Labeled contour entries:
## START
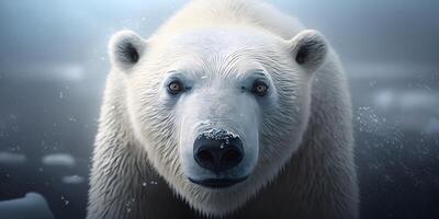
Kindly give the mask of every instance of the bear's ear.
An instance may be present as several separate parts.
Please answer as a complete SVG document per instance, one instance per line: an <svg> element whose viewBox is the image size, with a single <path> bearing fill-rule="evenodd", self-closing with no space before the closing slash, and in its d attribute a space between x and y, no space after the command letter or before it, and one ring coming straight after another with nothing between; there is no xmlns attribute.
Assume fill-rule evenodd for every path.
<svg viewBox="0 0 439 219"><path fill-rule="evenodd" d="M314 72L325 62L328 45L317 31L302 31L289 44L294 61L306 71Z"/></svg>
<svg viewBox="0 0 439 219"><path fill-rule="evenodd" d="M109 43L110 58L113 66L123 71L137 64L146 49L146 42L133 31L114 34Z"/></svg>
## END
Rewrite these lines with "bear's ear" changed to "bear's paw" and everything else kept the same. Leave the pictures out of your answer.

[ANSWER TO THIS TASK]:
Kindly give the mask of every instance of the bear's paw.
An instance may be present as several separate parts.
Please answer as a complete SVG document per instance, one instance per line: an <svg> element whose viewBox is the image size, with a single <path> bearing fill-rule="evenodd", self-closing with no space before the closing slash, and in its d attribute a space between x and y, no space after the command letter or before it, and one ring coming straight after another with nothing between; there is no xmlns attribute.
Assume fill-rule evenodd for every path.
<svg viewBox="0 0 439 219"><path fill-rule="evenodd" d="M314 72L325 62L328 45L317 31L302 31L289 44L294 61L306 71Z"/></svg>
<svg viewBox="0 0 439 219"><path fill-rule="evenodd" d="M109 43L110 58L113 66L123 71L137 64L146 49L146 42L133 31L114 34Z"/></svg>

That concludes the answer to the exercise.